Daftar Tugas ▸
(a) Salin bagian artikel tentang sanksi Uni Eropa terhadap Suriah secara persis, mulai dari kata-kata "TRIBUNMANADO.CO.ID, Beirut - Para" dan berhenti setelah "dilanda perang itu.".
(b) Tolong ambil setiap baris yang memuat kata "kitchen", lalu salin baris-baris itu tanpa perubahan.

Akankah Uni Eropa Meringankan Sanksi terhadap Suriah?
Para menteri luar negeri Uni Eropa akan berkumpul pada hari Senin untuk membahas dan kemungkinan menyetujui proposal untuk meringankan sanksi.
TRIBUNMANADO.CO.ID, Beirut - Para menteri luar negeri Uni Eropa akan berkumpul pada hari Senin untuk membahas dan kemungkinan menyetujui proposal untuk meringankan sanksi terhadap Suriah.
Para diplomat tinggi Uni Eropa dijadwalkan bertemu pada tanggal 27 Januari untuk membahas pelonggaran sanksi terhadap Suriah guna memulihkan ekonomi negara yang sedang terpuruk di tengah pertanyaan tentang arah politik yang mungkin diambil oleh pemerintahan baru negara yang dilanda perang itu.
Ketika para menteri luar negeri Uni Eropa berkumpul, sanksi khusus yang akan mereka pertimbangkan melibatkan pembatasan perjalanan, ekspor minyak dan gas Suriah, dan akses ke infrastruktur dan bantuan kemanusiaan, selain pencabutan pembatasan transaksi keuangan secara bertahap, dua sumber diplomatik Eropa yang mengetahui diskusi yang sedang berlangsung di Brussels mengatakan kepada Al Jazeera.
Sebelumnya pada bulan Januari, Amerika Serikat melonggarkan beberapa pembatasan selama enam bulan untuk memfasilitasi aliran bantuan kemanusiaan, beberapa penjualan energi, dan pengiriman uang pribadi ke Suriah.

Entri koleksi
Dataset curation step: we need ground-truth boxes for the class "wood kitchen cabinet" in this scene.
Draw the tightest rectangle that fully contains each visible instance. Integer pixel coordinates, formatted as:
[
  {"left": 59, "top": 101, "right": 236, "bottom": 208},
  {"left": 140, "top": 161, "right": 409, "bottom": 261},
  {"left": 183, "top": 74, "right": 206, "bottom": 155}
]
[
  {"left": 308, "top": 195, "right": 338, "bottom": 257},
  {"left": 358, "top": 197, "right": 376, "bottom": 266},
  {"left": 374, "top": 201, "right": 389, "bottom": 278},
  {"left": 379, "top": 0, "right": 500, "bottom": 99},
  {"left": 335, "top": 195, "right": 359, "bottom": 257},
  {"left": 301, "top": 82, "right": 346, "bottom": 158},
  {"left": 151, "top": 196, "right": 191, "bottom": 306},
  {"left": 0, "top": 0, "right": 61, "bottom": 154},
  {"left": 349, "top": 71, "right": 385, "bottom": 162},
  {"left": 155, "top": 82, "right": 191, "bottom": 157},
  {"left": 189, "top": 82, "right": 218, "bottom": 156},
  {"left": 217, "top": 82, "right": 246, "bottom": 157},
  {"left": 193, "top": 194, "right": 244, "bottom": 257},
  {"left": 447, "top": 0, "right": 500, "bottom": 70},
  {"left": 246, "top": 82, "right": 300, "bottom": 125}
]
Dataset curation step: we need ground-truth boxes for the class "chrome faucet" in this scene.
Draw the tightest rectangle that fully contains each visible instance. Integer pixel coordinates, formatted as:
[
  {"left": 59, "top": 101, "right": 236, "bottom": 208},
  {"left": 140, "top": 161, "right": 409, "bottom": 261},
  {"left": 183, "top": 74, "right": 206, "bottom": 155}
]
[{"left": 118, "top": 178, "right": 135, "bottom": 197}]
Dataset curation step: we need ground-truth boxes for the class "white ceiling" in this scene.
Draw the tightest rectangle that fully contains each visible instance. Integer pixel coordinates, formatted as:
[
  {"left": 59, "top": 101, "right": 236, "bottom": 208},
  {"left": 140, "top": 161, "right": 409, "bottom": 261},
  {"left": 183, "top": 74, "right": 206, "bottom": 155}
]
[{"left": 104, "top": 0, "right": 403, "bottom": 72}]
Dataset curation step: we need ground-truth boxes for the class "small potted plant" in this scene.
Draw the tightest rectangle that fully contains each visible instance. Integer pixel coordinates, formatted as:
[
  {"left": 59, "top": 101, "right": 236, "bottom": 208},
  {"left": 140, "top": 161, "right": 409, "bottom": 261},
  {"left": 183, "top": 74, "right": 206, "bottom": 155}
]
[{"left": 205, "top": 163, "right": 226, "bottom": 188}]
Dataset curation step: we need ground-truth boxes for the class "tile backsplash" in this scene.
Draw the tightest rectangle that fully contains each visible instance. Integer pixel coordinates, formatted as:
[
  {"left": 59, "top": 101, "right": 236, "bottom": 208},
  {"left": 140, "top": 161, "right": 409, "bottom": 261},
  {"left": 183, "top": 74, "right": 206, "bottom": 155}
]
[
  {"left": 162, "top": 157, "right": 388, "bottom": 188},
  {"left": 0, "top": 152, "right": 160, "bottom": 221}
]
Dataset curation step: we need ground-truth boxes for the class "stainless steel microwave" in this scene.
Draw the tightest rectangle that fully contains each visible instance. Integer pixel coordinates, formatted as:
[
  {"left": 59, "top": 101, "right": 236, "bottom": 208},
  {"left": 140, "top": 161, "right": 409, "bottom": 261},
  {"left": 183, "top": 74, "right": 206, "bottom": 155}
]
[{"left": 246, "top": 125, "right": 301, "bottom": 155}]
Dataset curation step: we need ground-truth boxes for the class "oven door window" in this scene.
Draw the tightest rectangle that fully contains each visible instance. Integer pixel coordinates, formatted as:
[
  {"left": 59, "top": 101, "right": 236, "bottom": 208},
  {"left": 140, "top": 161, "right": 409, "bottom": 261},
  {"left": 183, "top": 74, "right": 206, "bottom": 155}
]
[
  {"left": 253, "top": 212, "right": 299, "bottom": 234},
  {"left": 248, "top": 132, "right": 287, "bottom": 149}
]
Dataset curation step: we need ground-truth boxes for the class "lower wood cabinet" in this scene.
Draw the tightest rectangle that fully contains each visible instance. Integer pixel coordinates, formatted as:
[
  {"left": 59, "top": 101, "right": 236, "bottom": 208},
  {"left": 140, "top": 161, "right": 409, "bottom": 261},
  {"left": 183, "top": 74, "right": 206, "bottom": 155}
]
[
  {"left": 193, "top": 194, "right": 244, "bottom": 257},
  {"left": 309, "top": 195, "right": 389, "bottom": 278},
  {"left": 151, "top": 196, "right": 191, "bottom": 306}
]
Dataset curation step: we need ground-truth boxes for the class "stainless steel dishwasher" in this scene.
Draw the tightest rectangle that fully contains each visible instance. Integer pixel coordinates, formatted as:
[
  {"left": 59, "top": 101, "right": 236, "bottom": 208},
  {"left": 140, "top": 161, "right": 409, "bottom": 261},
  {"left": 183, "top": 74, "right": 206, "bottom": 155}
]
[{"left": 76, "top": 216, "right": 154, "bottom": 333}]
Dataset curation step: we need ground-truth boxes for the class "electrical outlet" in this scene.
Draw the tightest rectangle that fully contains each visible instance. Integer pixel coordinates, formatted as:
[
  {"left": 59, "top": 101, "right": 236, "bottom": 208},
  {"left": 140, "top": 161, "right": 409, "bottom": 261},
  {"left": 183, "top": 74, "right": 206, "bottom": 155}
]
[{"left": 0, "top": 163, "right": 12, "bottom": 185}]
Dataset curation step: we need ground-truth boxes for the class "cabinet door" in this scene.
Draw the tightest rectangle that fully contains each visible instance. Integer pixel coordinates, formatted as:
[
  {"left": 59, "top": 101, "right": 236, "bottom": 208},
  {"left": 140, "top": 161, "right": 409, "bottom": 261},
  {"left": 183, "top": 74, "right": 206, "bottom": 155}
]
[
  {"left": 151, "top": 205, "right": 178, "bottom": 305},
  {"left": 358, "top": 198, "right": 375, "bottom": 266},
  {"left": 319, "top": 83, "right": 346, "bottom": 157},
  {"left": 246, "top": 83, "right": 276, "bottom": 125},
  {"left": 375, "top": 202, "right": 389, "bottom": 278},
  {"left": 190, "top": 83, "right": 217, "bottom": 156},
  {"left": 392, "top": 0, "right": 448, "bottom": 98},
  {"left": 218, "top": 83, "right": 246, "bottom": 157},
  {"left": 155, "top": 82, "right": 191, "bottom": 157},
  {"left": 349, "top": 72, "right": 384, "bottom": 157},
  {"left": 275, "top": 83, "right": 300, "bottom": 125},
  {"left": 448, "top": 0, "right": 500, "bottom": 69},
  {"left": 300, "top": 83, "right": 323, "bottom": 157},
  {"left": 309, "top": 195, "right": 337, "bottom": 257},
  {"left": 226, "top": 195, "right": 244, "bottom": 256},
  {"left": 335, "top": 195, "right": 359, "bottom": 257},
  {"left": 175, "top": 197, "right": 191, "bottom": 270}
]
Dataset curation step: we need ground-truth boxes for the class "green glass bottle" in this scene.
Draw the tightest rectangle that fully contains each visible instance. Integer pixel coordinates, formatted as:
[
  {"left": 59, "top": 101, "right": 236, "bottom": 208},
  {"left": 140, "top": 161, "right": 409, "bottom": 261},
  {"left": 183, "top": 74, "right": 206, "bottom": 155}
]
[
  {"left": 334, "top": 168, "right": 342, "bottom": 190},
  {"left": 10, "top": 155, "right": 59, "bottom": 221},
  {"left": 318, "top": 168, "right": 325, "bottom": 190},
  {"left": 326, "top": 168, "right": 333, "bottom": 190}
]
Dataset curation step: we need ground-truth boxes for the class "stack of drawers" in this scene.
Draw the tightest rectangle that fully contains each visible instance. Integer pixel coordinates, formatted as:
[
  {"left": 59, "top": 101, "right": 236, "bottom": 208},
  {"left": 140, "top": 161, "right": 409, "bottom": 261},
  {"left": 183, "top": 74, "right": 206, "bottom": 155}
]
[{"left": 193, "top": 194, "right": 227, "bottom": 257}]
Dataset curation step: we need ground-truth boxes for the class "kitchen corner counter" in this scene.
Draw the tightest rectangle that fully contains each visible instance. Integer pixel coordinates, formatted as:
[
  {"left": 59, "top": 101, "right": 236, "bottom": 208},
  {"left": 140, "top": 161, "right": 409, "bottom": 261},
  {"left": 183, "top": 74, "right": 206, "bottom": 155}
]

Jawaban per Tugas ▸
(a)
TRIBUNMANADO.CO.ID, Beirut - Para menteri luar negeri Uni Eropa akan berkumpul pada hari Senin untuk membahas dan kemungkinan menyetujui proposal untuk meringankan sanksi terhadap Suriah.
Para diplomat tinggi Uni Eropa dijadwalkan bertemu pada tanggal 27 Januari untuk membahas pelonggaran sanksi terhadap Suriah guna memulihkan ekonomi negara yang sedang terpuruk di tengah pertanyaan tentang arah politik yang mungkin diambil oleh pemerintahan baru negara yang dilanda perang itu.

(b)
Dataset curation step: we need ground-truth boxes for the class "wood kitchen cabinet" in this scene.
Dataset curation step: we need ground-truth boxes for the class "kitchen corner counter" in this scene.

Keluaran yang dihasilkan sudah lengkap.